[[ Input records, beginning ]]

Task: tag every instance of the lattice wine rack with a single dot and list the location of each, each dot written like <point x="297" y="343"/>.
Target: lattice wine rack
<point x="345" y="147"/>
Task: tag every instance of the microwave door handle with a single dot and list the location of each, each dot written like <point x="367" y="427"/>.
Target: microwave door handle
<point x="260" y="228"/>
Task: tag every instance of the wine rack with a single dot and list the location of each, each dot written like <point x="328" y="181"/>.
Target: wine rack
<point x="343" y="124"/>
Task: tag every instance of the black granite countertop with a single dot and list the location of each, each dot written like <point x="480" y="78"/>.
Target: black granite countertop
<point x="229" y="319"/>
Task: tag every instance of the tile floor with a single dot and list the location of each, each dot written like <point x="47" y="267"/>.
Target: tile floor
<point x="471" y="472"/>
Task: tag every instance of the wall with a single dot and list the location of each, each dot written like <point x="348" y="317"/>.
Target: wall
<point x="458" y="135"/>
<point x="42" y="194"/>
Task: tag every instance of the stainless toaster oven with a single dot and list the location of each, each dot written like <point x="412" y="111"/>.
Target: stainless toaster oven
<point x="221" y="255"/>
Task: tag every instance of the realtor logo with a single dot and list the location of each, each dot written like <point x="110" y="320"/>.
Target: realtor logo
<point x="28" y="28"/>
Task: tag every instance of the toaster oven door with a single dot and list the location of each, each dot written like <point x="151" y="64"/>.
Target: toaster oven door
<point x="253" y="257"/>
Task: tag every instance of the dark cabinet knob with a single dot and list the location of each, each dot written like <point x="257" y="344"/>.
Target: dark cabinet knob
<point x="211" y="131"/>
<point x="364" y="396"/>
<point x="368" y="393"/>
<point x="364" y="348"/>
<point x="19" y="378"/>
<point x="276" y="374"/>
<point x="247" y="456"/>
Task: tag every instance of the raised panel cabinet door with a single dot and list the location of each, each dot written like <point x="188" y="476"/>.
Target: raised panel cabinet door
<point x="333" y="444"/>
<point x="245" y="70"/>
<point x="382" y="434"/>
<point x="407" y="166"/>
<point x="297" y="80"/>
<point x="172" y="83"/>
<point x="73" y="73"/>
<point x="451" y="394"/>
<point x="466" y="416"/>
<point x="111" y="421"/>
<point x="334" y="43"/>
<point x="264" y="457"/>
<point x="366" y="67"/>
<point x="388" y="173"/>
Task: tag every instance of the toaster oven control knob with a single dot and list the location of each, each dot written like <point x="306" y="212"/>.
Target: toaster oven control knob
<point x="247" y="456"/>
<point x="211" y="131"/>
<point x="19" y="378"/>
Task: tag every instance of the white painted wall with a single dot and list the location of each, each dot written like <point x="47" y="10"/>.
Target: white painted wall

[[ Input records, end ]]

* Task item
Please write out the records above once more, exactly and completely.

* Response for this exercise
Task: tag every instance of the lattice wine rack with a single dot and list the location of each, each dot written like <point x="297" y="343"/>.
Target: lattice wine rack
<point x="345" y="147"/>
Task: tag every instance of the microwave door handle with a single dot and list the location of each, each dot written like <point x="367" y="427"/>.
Target: microwave door handle
<point x="260" y="228"/>
Task: tag every instance of the wine rack with a single dot and list the location of each, each dot written like <point x="328" y="181"/>.
Target: wine rack
<point x="343" y="124"/>
Task: tag every instance of the black granite countertop with a single dot and list the location of each, each dot written like <point x="480" y="78"/>.
Target: black granite countertop
<point x="229" y="319"/>
Task: tag every instance of the tile floor with a single dot and list the location of each, each dot written like <point x="47" y="267"/>.
Target: tile floor
<point x="471" y="472"/>
Task: tag every instance of the wall with a single dot and list the location of each, each dot written like <point x="348" y="317"/>.
Target: wall
<point x="458" y="135"/>
<point x="42" y="194"/>
Task: tag every instance of the stainless toaster oven with a single dot and list the location of each, each dot written like <point x="412" y="111"/>.
Target: stainless toaster oven
<point x="221" y="255"/>
Task: tag every instance of the realtor logo with a single dot and list the location of each, each dot written like <point x="110" y="320"/>.
Target: realtor logo
<point x="28" y="28"/>
Task: tag every instance of the toaster oven door with a single dot and list the location of each, each dot written like <point x="151" y="64"/>.
Target: toaster oven door
<point x="253" y="257"/>
Task: tag every instance of the dark cabinet knob with a single dot and list the location of each, each dot written like <point x="257" y="344"/>.
Target: dark cabinet knob
<point x="211" y="131"/>
<point x="364" y="396"/>
<point x="368" y="393"/>
<point x="364" y="348"/>
<point x="19" y="378"/>
<point x="276" y="374"/>
<point x="247" y="456"/>
Task: tag every instance of the raised panel cabinet door with a single dot and list the location of each, each dot written like <point x="188" y="476"/>.
Target: raised panel cabinet door
<point x="333" y="444"/>
<point x="245" y="70"/>
<point x="382" y="434"/>
<point x="407" y="166"/>
<point x="297" y="80"/>
<point x="172" y="83"/>
<point x="73" y="73"/>
<point x="451" y="394"/>
<point x="466" y="416"/>
<point x="111" y="421"/>
<point x="334" y="43"/>
<point x="264" y="457"/>
<point x="366" y="67"/>
<point x="388" y="173"/>
Task: tag every instance of the toaster oven control knob with a single dot and list the location of each, each dot written like <point x="306" y="212"/>.
Target: toaster oven control knob
<point x="247" y="456"/>
<point x="211" y="131"/>
<point x="19" y="378"/>
Task: tag every instance of the white painted wall with a single dot and list the location of each, each dot written like <point x="47" y="10"/>.
Target: white painted wall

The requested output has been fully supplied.